» What is needed: Nothing but the lines from the start of the entries through the line containing "[277, 268, 412, 388]" should appear in the answer, each given exactly.

» Material shown:
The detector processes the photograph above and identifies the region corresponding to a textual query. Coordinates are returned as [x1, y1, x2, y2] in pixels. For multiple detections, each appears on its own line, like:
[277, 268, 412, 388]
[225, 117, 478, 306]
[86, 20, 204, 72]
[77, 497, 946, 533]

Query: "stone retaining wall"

» Expected answer:
The detector processes the photograph above and identifies the region corresponding to a textual query. Coordinates are returned as [x1, y1, x2, y2] in pixels. For multiple detections, each appears on its own line, like:
[277, 268, 412, 388]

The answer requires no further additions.